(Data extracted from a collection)

—————

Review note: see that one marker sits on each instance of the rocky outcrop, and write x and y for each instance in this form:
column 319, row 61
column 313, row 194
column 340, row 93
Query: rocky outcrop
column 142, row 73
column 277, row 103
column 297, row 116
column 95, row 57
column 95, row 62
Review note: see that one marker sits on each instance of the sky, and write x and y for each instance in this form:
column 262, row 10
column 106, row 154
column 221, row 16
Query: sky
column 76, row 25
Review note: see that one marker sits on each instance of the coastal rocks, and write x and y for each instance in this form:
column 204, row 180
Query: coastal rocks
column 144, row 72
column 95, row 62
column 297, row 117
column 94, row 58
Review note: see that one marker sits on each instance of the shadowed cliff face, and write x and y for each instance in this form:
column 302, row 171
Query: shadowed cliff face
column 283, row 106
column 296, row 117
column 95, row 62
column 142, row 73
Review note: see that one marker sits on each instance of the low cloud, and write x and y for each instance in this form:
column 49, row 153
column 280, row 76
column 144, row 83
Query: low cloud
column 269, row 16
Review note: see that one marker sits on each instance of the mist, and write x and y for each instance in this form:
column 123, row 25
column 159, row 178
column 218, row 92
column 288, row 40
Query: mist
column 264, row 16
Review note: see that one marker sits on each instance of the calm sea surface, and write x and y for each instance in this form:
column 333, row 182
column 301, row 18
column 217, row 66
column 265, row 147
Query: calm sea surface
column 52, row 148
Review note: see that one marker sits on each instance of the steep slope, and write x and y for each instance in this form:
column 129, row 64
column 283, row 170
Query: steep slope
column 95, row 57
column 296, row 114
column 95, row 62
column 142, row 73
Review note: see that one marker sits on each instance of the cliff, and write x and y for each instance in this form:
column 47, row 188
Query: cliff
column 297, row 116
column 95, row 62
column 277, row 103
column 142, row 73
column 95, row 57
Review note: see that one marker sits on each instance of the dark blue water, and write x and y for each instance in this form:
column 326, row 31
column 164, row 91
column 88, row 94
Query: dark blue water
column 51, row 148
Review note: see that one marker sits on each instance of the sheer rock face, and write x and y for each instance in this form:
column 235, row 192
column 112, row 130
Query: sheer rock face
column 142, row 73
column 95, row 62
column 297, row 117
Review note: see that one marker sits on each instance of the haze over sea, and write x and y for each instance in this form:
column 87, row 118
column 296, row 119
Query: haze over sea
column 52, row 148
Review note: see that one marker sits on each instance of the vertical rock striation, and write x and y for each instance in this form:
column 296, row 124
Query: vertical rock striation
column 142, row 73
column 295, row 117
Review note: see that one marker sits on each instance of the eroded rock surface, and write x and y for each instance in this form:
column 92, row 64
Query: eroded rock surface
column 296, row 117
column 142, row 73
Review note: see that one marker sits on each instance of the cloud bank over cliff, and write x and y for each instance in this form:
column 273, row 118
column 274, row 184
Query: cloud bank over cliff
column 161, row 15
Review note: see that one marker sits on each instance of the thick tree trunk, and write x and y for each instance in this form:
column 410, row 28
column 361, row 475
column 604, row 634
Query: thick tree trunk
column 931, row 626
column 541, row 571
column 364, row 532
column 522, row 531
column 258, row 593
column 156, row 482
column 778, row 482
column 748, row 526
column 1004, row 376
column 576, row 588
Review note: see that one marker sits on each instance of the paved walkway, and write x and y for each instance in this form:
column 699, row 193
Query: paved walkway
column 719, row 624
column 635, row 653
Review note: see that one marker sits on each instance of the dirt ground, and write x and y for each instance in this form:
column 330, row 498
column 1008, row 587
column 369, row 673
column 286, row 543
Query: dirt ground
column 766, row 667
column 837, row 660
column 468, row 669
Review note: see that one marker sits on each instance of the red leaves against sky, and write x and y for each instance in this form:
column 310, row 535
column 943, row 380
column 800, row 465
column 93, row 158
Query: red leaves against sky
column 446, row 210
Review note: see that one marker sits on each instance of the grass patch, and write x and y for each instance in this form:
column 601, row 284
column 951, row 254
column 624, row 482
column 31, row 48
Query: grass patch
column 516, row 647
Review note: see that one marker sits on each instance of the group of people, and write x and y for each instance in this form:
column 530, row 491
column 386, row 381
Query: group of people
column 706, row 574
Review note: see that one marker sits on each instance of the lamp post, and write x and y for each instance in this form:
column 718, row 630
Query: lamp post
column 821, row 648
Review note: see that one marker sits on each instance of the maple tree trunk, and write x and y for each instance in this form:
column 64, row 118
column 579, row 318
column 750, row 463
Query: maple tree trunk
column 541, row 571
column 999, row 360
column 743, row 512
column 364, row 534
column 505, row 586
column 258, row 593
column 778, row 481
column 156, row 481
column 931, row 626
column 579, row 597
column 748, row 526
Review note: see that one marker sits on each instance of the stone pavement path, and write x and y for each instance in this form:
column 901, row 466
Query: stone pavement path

—————

Rewrite all the rows above, switching each "Review note" to "Check note" and keeping everything else the same.

Check note: see that one marker sits on each instance of the rocky outcrop, and write x and y for each instance in this form:
column 319, row 61
column 313, row 194
column 340, row 93
Query: rocky outcrop
column 142, row 73
column 277, row 103
column 297, row 116
column 95, row 57
column 95, row 62
Check note: see that one marker sits on each instance of the sky, and write x and y for each instance in this form:
column 262, row 10
column 106, row 154
column 221, row 16
Query: sky
column 76, row 25
Check note: see that one marker sits on each instance of the coastal rocks, and write x and y for each instance in this form:
column 204, row 180
Query: coastal rocks
column 144, row 72
column 95, row 62
column 297, row 117
column 94, row 58
Check note: see that one marker sits on each instance of the shadowed cliff face, and write x and y for each instance in this form:
column 302, row 171
Query: shadowed cliff face
column 283, row 106
column 296, row 117
column 95, row 62
column 142, row 73
Check note: see that one marker sits on each instance of the low cloud, and write x and y for each instance in this form:
column 49, row 153
column 280, row 76
column 144, row 83
Query: low cloud
column 269, row 16
Check note: see that one marker sits on each instance of the mist, and write x and y for each instance in this form:
column 123, row 25
column 159, row 178
column 218, row 92
column 288, row 40
Query: mist
column 264, row 16
Check note: see that one marker sits on each instance of the calm sea surface, and write x and y for each instance in this form:
column 333, row 182
column 301, row 18
column 217, row 66
column 265, row 147
Query: calm sea surface
column 52, row 148
Check note: see that one marker sits on each instance of the steep slope, and write x and y for each instance in this form:
column 129, row 64
column 283, row 170
Query: steep slope
column 95, row 57
column 296, row 114
column 95, row 62
column 142, row 73
Check note: see that one marker sits on each instance of the cliff, and write x and y for each instance in this form:
column 47, row 188
Query: cliff
column 297, row 116
column 95, row 62
column 277, row 103
column 142, row 73
column 95, row 57
Check note: see that one marker sits on each instance of the dark blue water, and write x and y for each instance in this form:
column 326, row 31
column 164, row 91
column 88, row 94
Query: dark blue water
column 51, row 148
Check note: see that one marker sits on each instance of the sheer rock face, and write x and y for each instance in this form:
column 235, row 192
column 112, row 130
Query: sheer rock face
column 142, row 73
column 95, row 62
column 297, row 117
Check note: see that one marker sits on each instance of the haze over sea, and write x and y for each instance in this form:
column 87, row 118
column 296, row 119
Query: haze over sea
column 52, row 148
Check note: see that one marker sits on each instance of the vertical rock striation, and write x and y for each instance in this form:
column 296, row 124
Query: vertical rock striation
column 142, row 73
column 295, row 117
Check note: see that one marker sits on each instance of the eroded rock surface, and write x and y for each instance in this form:
column 92, row 64
Query: eroded rock surface
column 296, row 117
column 142, row 73
Check note: see that one marker sits on each instance of the cloud bank over cliff, and write x and y for each instance in this form:
column 273, row 118
column 274, row 184
Query: cloud bank over cliff
column 161, row 15
Check note: see that one marker sits on each instance of the thick tree trunk, and write x and y for each instance in this form:
column 410, row 28
column 361, row 475
column 604, row 634
Query: thick tree trunk
column 931, row 626
column 541, row 571
column 364, row 532
column 522, row 531
column 258, row 593
column 156, row 482
column 778, row 482
column 748, row 526
column 1004, row 376
column 576, row 588
Check note: see that one marker sits on each instance of the paved walkway, and write x and y for each instance in this form:
column 699, row 193
Query: paved walkway
column 719, row 624
column 635, row 653
Check note: see that one marker sits on each instance of the dirt ground, and write x and y for each instance in this form:
column 330, row 498
column 1008, row 587
column 369, row 673
column 286, row 543
Query: dirt ground
column 766, row 667
column 837, row 660
column 468, row 669
Check note: see that one marker sits on each instance of the red leaves against sky, and write x and y for each instance in this form:
column 310, row 535
column 943, row 380
column 800, row 465
column 93, row 158
Query: red leaves against sky
column 446, row 210
Check note: see that one marker sits on each instance of the grass patch, and write x and y for each instance in this form:
column 601, row 284
column 951, row 254
column 624, row 482
column 31, row 48
Query: grass patch
column 516, row 647
Check note: see that one marker sits on each instance of the group of people, and write x and y for each instance in this form:
column 530, row 491
column 386, row 381
Query: group of people
column 706, row 574
Check note: see that one marker sits on each instance of the lamp post, and write x and y for each instance in this form:
column 718, row 630
Query: lamp post
column 821, row 648
Check note: see that one marker sits on each instance of the maple tree trunk, and write x and y for each instance in this form:
column 64, row 118
column 579, row 318
column 750, row 463
Query: maple tree trunk
column 541, row 571
column 999, row 360
column 743, row 512
column 364, row 534
column 505, row 586
column 258, row 593
column 778, row 481
column 156, row 481
column 931, row 626
column 579, row 597
column 748, row 526
Check note: see that one marker sits on each instance of the stone pavement path, and write x and y for each instance in this form:
column 901, row 466
Query: stone pavement path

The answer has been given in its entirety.